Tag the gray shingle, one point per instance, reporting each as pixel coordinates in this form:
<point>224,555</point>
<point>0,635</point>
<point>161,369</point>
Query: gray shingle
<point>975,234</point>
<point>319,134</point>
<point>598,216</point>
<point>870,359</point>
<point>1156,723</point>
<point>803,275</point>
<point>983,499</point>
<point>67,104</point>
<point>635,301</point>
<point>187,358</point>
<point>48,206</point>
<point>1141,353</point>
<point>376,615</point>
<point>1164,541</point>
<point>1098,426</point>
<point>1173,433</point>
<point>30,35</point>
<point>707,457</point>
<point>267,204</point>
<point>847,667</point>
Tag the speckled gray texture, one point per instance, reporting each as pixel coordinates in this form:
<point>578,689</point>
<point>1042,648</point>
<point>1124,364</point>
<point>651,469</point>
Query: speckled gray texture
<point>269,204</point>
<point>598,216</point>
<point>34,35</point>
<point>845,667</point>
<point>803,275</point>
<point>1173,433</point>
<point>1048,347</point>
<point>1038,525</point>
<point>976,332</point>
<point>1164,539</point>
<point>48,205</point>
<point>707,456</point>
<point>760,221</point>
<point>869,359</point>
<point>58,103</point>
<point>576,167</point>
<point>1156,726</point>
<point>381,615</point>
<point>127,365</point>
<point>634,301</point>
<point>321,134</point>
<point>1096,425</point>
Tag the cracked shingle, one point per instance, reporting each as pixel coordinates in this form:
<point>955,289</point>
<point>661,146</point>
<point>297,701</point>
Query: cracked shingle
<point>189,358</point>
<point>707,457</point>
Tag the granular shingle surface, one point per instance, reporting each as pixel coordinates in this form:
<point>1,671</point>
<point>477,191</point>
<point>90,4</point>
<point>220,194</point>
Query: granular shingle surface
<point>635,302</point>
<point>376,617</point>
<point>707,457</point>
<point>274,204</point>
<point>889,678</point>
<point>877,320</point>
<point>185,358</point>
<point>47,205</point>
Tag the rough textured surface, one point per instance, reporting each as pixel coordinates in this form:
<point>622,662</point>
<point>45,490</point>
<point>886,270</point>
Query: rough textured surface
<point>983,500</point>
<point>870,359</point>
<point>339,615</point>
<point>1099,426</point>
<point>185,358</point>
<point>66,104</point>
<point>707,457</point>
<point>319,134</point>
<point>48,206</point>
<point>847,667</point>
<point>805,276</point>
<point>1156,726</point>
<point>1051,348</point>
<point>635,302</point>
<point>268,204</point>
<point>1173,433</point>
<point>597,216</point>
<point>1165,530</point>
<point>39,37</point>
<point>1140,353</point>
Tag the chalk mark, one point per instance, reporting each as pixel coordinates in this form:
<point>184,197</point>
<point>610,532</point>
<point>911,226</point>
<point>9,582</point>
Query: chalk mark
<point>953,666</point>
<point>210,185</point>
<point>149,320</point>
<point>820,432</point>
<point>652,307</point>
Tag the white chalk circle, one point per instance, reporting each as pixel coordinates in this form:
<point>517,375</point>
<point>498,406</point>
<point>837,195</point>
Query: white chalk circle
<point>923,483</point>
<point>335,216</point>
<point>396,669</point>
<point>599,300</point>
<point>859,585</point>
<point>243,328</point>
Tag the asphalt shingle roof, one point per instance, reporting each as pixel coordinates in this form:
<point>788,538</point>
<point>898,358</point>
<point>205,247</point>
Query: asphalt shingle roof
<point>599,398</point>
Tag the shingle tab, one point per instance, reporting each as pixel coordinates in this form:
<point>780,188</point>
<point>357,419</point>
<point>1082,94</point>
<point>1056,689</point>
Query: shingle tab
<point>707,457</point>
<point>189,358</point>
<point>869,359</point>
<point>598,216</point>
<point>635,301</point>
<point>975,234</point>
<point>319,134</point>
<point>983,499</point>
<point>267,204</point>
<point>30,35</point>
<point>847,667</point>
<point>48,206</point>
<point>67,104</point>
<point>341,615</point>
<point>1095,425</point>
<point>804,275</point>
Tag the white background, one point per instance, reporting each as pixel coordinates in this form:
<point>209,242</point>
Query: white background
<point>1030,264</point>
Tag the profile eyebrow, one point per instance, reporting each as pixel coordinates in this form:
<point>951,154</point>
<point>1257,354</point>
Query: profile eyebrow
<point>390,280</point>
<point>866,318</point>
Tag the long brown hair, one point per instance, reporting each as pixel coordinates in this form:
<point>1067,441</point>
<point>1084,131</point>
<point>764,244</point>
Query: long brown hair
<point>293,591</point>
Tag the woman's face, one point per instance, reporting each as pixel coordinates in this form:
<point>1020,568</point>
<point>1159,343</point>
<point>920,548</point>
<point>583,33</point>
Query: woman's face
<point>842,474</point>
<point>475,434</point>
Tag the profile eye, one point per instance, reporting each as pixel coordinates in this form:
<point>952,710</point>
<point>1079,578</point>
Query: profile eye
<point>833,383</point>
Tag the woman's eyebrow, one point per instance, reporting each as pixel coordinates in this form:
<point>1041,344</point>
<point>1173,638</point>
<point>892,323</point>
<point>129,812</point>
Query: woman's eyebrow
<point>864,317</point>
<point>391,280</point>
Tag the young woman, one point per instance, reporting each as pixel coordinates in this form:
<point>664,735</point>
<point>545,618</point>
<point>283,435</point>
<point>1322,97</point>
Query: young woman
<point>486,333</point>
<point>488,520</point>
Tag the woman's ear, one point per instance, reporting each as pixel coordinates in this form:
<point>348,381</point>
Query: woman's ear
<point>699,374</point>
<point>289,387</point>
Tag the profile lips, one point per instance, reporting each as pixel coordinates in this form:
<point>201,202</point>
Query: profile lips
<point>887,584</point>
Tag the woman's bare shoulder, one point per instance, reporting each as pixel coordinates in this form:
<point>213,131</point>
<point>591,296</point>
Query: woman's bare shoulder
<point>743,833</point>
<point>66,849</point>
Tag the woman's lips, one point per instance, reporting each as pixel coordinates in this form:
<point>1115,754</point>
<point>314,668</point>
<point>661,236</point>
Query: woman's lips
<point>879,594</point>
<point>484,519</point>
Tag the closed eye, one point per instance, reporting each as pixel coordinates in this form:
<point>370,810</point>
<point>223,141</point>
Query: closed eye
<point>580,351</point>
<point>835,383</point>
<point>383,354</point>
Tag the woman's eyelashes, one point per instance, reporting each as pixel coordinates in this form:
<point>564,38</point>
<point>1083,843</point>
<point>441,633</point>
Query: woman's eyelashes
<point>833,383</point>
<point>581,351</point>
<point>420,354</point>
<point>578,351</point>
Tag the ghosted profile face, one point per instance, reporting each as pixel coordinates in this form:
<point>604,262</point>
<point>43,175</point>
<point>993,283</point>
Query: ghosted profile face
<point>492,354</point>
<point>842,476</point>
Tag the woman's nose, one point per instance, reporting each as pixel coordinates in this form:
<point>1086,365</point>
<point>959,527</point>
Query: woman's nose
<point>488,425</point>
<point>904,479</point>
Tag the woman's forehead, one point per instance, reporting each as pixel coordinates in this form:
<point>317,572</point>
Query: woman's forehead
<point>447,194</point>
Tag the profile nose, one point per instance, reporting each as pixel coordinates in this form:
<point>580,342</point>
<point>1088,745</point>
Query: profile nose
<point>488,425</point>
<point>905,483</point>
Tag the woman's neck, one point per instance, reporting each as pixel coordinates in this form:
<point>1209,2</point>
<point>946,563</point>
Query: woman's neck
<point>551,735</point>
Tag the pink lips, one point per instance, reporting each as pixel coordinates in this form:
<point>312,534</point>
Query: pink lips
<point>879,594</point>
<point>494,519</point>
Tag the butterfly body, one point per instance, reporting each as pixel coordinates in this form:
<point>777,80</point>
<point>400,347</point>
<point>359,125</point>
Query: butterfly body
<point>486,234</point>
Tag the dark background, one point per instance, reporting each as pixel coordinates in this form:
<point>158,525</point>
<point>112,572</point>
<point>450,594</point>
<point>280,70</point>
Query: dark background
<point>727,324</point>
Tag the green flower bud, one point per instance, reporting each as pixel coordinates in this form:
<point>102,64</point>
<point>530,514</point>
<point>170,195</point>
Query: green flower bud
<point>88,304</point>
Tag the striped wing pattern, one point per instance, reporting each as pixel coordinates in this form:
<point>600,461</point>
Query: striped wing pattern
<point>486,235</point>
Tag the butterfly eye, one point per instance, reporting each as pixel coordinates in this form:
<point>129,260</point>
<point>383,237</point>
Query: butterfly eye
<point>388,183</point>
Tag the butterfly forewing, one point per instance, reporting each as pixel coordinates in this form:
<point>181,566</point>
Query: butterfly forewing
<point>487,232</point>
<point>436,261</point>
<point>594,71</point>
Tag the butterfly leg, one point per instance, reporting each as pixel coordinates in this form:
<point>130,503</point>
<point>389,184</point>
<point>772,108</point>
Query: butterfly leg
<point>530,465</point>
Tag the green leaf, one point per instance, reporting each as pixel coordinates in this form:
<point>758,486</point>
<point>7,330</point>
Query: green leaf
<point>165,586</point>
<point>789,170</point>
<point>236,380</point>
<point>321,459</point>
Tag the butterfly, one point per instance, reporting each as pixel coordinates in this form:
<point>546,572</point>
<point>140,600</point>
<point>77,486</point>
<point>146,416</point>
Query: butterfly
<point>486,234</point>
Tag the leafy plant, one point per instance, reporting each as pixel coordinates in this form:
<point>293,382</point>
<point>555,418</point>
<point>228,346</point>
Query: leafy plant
════════════════════
▶ [WORK INSTRUCTIONS]: Begin at the line that contains "Tag the butterfly eye, one" and stop after the end of the records. Write those lines out again, switching "pixel coordinates" to "image coordinates" wherever it occurs and leaving everything else unchanged.

▶ [WRITTEN RESPONSE]:
Tag the butterfly eye, one point per instance, reporting each as image coordinates in this form:
<point>129,260</point>
<point>383,237</point>
Query: butterfly eye
<point>388,183</point>
Tag the butterfly forewing, one point per instance, reporting each as image coordinates in this form:
<point>181,566</point>
Query: butterfly forewing
<point>487,232</point>
<point>436,261</point>
<point>594,71</point>
Tag the butterfly leg, one point per instance, reporting each as image coordinates in this form:
<point>130,503</point>
<point>389,184</point>
<point>772,108</point>
Query: butterfly leg
<point>530,465</point>
Tag the green leaf, one point per instance, reporting each as image coordinates in this form:
<point>758,486</point>
<point>7,330</point>
Query: green leaf
<point>165,586</point>
<point>789,170</point>
<point>236,380</point>
<point>321,459</point>
Tag the butterfly, one point per instance, reporting each as image coordinates in this form:
<point>546,572</point>
<point>140,600</point>
<point>77,486</point>
<point>146,416</point>
Query: butterfly
<point>486,234</point>
Tag the leafy plant, one point per instance, reporting each as image coordinates in this form:
<point>293,382</point>
<point>555,418</point>
<point>228,346</point>
Query: leafy plant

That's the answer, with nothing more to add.